- _Problem_:
Find the line with "Target: cream rose" in the data below, then restate it and all remaining lines exactly, adding nothing.
◆ ◆ ◆ ◆
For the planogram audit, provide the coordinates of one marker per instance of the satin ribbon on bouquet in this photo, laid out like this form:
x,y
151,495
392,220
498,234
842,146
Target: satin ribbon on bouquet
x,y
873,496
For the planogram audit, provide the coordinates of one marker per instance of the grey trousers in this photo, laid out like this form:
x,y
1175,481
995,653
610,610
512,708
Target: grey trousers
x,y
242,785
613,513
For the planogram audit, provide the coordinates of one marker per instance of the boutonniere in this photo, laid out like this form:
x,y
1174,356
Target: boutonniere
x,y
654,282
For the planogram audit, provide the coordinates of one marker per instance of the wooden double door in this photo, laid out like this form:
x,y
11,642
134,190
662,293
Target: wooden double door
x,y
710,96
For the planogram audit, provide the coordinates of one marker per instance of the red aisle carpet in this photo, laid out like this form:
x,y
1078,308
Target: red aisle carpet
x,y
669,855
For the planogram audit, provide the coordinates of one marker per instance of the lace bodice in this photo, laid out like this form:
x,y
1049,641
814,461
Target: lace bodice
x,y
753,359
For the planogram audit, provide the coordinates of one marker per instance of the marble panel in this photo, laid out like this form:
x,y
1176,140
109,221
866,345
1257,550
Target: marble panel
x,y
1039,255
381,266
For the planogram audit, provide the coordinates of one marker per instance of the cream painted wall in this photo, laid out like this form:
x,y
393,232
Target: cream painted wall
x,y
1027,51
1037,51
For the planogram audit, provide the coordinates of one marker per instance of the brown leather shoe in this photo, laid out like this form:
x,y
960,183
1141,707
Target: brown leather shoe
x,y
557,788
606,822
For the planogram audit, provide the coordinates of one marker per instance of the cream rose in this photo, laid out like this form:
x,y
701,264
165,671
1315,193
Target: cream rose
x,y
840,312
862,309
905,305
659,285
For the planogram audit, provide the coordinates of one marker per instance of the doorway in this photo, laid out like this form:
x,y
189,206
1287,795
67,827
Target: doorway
◆ ◆ ◆ ◆
- _Answer section_:
Target: cream rose
x,y
840,312
862,309
905,305
659,285
For the planogram audit, provide the coordinates of one marker per instance of the doorway in this photo, laid out like this form:
x,y
189,206
1287,795
67,827
Target: doorway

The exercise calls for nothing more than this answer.